▶ [Exercise 1] List every company named in the news item below about Fusion-io's new funding.
** Start of Reading passage **
Wozniak’s storage startup Fusion-io raises $47.5M more

Fusion-io, a company that wants to make data storage faster and cheaper, has raised $47.5 million in a second round of funding. It also announced a new chief executive, David Bradford, whose experience includes 15 years as an executive at networking software company Novell.

The company’s announcement notes that in Bradford’s last three years at Novell, he reported directly to then-chief executive Eric Schmidt (now CEO of Google). Not that Salt Lake City-based Fusion-io really needs to play a “six degrees of separation” game to find connections to tech superstardom — Apple co-founder Steve Wozniak recently joined as chief scientist.
** End of Reading passage **
** Start of Data section **
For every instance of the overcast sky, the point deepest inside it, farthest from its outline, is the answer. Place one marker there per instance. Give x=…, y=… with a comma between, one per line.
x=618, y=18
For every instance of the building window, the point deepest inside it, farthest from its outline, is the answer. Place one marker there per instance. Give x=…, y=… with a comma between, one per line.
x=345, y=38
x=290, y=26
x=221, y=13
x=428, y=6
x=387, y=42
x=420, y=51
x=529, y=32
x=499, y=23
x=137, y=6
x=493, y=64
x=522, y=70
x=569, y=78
** End of Data section **
▶ [Exercise 2] Reproduce the whole stored data listing above, word for word and line for line, with every x and y value kept unchanged.

▶ [Correct result 1] Fusion-io, Novell, Google, Apple

▶ [Correct result 2]
For every instance of the overcast sky, the point deepest inside it, farthest from its outline, is the answer. Place one marker there per instance. Give x=…, y=… with a comma between, one per line.
x=618, y=18
For every instance of the building window, the point deepest inside it, farthest from its outline, is the answer. Place one marker there per instance. Give x=…, y=… with a comma between, one per line.
x=345, y=38
x=290, y=26
x=221, y=13
x=428, y=6
x=387, y=42
x=420, y=51
x=529, y=32
x=499, y=23
x=137, y=6
x=493, y=64
x=522, y=70
x=569, y=78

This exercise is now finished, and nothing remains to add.